TASK INPUTS:
***

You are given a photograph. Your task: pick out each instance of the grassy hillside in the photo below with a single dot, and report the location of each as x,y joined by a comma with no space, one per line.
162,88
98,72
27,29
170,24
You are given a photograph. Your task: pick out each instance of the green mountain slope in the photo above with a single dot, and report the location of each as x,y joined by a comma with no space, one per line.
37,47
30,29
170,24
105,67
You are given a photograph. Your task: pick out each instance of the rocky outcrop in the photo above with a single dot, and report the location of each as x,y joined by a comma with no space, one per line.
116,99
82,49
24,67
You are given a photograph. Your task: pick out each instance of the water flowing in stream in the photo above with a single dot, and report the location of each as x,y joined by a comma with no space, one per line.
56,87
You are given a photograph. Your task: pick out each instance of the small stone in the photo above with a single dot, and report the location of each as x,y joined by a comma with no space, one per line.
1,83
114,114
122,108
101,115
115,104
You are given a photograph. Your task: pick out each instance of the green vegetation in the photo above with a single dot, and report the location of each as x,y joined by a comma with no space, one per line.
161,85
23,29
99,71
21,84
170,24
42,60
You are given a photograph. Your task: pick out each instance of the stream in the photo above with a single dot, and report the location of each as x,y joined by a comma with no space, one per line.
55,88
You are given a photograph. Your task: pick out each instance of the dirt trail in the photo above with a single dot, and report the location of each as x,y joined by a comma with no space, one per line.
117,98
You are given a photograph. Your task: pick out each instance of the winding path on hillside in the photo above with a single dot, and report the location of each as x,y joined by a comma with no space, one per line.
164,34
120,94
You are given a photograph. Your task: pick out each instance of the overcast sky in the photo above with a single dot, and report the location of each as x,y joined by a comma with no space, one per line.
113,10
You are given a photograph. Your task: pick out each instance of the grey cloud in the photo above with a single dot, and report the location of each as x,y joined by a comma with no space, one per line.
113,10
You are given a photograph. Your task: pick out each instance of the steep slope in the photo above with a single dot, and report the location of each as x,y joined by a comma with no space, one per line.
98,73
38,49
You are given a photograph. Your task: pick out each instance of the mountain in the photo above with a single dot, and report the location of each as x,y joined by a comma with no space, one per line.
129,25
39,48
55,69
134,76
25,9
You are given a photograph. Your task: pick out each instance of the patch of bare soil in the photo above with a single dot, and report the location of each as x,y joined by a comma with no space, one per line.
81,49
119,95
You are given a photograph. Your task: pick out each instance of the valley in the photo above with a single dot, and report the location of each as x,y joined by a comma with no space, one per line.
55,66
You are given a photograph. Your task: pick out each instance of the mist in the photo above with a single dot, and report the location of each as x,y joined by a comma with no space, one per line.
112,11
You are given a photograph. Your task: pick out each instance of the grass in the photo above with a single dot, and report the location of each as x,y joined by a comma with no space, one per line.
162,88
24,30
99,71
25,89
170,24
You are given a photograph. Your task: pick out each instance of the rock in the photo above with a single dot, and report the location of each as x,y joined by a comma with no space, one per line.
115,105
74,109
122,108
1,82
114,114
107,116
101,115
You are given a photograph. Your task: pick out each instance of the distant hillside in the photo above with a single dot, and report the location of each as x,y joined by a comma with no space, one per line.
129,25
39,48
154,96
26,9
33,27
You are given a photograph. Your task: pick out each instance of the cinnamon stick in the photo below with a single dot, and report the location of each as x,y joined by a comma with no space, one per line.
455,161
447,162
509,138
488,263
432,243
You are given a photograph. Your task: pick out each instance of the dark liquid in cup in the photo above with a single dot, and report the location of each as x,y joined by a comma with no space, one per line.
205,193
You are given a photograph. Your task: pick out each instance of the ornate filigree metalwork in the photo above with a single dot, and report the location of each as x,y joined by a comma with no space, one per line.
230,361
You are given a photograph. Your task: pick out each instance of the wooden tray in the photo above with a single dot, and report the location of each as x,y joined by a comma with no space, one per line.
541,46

***

WHAT YOU SHOULD DO:
Up to and including the last line of the records above, print exactly every line from the one that contains "of the dark" onward.

RESULT:
You are given a photograph. Your task: pick out each instance of the dark liquid in cup in the photo above with a single dot, and report the location of each as x,y joined by a comma with no space, one per line.
205,193
You are given a photograph. Your task: pick out each instance of the ornate filigree metalwork in the photo above with a single dot, and report the location of each as x,y joined by a comma with no space, one per line.
230,361
You are given a photograph. Your task: pick out each instance of the wooden tray in the photo above with a single dot, and report the location of each as x,y joined by a comma with no space, one per line.
541,46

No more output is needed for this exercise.